--- PROBLEMS AND TASKS ---
1 – In the text about a last phone call with a father, give the passage between "As the anniversary" and "my father’s child.", inclusive, substituting "silver" for "golden".
2 – Answer these questions about the text on a last phone call with a father:
(a) What was the narrator waiting to pick up at the pharmacy?
(b) At most, how long did the whole phone conversation last?
(c) Which two traits does the narrator say they share with their father?

Sunday, July 17, 2016


Standing in line at a Walgreens pharmacy on a Sunday morning, I heard his deep, yet gravelly voice on the other end of the line for the last time. It was the very last time I heard his voice say “I love you.”  As a child, we were in church from the time the doors opened, until the last person left.  But this day was different.  I called him while waiting, which is what everyone does at Walgreens, wait, wait, and wait some more.  The line is seemingly never-ending.  That day however, on July 19, 2015, I wish it would have taken longer.  We made small talk, discussing the change in vehicle inspection prices, and my journey to get my car inspected.  A normal discussion for us, but so very out of the ordinary this time.  I was sick, waiting to pick up an antibiotic at the pharmacy.  He was still in bed.  He knew breakfast had been cooked, but he said “I’m just so tired.”  I made him promise me he would get out of bed and have pancakes.  I inherited my ability to talk to a brick wall from him.  Yet this day, neither of us could quite find the words to say.  Silence came between us.  I said “I love you daddy.”  He replied “I love you.”  Our entire conversation lasted no more than 15 minutes.  I would love for it to have lasted 150 minutes.  Less than a month later, I saw him.  I don’t know if he recognized me, I don’t know if he understood what I was saying.  I had a lump in my throat the size of a plum as I said “Hey daddy”.  Less than 24 hours after seeing him, we said goodbye for now.

As the anniversary of our last exchanged “I love you” is approaching, I’m at times overcome with tears and sadness, but they are washed away at the reminder that we will see each other again.  We will be reunited and we will talk the ears off of everyone in Heaven together.  We may even find a golden brick wall to have a conversation with.  We will laugh, we will smile, and we will be together again.  Until that day, I will continue to relish in the fact that I am both loud and funny just as he was, as I am my father’s child.

--- ENTRIES SUPPLIED ---
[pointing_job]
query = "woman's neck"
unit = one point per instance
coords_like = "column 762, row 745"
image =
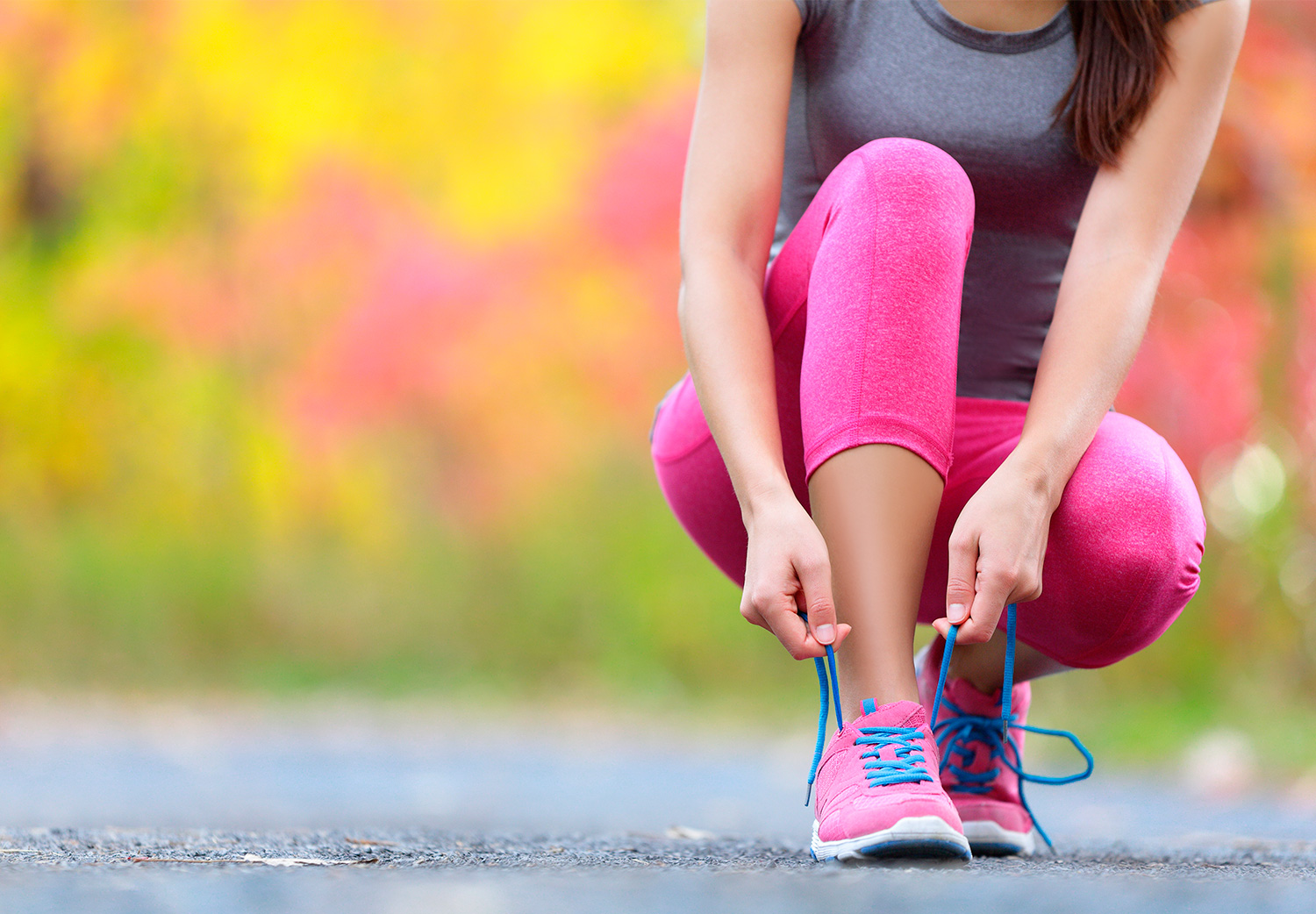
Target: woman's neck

--- PER-TASK ANSWERS ---
1 –
As the anniversary of our last exchanged “I love you” is approaching, I’m at times overcome with tears and sadness, but they are washed away at the reminder that we will see each other again.  We will be reunited and we will talk the ears off of everyone in Heaven together.  We may even find a silver brick wall to have a conversation with.  We will laugh, we will smile, and we will be together again.  Until that day, I will continue to relish in the fact that I am both loud and funny just as he was, as I am my father’s child.

2 –
(a) An antibiotic.
(b) No more than 15 minutes.
(c) Being loud and funny.